- [Instruction]: Rewrite the records below as a numbered list, starting at their first line and ending at the line that contains "[69,35,206,105]". Leave out any blank lines.

## START Task data

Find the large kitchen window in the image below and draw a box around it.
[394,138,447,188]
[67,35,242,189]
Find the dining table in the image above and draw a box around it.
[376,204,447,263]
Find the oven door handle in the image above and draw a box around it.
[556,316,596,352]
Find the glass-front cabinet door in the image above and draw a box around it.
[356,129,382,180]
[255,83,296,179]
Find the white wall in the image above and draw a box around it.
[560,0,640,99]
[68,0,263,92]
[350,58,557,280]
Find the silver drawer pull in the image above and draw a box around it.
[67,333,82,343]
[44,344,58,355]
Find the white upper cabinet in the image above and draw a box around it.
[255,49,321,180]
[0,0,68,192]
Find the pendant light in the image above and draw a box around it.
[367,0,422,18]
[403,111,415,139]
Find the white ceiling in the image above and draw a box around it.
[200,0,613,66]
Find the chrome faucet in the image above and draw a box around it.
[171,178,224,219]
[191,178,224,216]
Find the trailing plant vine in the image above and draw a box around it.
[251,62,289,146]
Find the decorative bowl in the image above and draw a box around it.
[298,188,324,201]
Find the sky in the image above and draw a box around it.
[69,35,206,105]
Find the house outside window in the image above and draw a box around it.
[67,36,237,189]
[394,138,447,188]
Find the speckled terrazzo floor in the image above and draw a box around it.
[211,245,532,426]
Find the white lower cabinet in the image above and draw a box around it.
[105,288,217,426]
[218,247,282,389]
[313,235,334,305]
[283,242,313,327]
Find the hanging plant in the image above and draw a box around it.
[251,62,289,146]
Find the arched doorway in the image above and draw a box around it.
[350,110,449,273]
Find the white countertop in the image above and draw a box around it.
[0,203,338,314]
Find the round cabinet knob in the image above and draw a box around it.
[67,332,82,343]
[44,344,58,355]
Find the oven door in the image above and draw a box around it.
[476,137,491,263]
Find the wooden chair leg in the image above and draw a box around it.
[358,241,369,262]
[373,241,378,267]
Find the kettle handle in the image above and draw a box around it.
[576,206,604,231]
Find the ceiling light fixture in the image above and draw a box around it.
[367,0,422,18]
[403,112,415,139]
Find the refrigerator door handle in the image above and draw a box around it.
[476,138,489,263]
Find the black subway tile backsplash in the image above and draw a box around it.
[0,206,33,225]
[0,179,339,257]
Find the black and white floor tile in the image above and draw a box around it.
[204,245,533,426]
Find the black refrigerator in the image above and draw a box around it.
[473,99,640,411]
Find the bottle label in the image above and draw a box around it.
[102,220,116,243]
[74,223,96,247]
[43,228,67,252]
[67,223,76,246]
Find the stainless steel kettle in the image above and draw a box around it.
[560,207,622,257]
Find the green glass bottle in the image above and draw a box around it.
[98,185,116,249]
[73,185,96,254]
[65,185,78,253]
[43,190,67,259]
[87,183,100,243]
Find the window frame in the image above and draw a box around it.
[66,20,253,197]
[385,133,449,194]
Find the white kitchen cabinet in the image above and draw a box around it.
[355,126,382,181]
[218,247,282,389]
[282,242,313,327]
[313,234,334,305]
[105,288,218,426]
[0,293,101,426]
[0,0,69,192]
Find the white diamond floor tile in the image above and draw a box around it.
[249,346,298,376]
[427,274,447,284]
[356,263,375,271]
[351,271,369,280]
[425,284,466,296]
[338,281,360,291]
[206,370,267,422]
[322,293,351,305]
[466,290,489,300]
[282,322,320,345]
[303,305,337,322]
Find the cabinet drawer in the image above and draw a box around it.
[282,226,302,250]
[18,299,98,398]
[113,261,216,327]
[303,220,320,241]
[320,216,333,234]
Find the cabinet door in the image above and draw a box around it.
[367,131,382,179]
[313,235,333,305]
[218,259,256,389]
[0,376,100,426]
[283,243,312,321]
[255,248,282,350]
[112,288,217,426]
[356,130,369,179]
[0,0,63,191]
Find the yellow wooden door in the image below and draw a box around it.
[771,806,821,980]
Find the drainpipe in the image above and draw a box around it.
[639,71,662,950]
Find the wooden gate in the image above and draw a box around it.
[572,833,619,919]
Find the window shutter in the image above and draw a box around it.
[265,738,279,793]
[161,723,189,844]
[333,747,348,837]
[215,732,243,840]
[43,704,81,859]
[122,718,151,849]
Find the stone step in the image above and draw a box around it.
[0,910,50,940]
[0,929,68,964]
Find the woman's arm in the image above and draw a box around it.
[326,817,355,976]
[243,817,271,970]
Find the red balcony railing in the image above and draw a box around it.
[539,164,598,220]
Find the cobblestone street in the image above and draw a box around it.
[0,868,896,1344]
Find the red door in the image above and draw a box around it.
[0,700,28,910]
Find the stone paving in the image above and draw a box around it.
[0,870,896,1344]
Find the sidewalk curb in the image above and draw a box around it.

## END Task data

- [Correct output]:
1. Find the large kitchen window in the image below and draw a box around it.
2. [394,138,447,188]
3. [67,35,242,189]
4. Find the dining table in the image above and draw a box around it.
5. [376,204,447,263]
6. Find the oven door handle in the image above and draw a box around it.
7. [556,316,596,352]
8. Find the glass-front cabinet door in the image above and draw a box around it.
9. [356,129,382,180]
10. [255,83,296,179]
11. Find the white wall in the image above and draw a box around it.
12. [560,0,640,99]
13. [68,0,263,92]
14. [350,58,557,280]
15. Find the silver drawer pull in the image above and draw a box around it.
16. [67,333,82,343]
17. [44,344,58,355]
18. Find the white upper cabinet in the image above and draw a box around it.
19. [255,49,321,180]
20. [0,0,68,192]
21. Find the pendant light in the image above and draw a box around it.
22. [367,0,422,18]
23. [403,111,415,139]
24. Find the white ceiling in the image above and draw a box around it.
25. [200,0,613,66]
26. Find the chrome faucet in the image above and draw a box around it.
27. [171,178,224,219]
28. [191,178,224,216]
29. Find the trailing plant vine in the image above and draw a box around it.
30. [251,62,289,146]
31. Find the decorative bowl in the image above and draw a box around it.
32. [298,188,324,201]
33. Find the sky in the image above and draw a box around it.
34. [69,35,206,105]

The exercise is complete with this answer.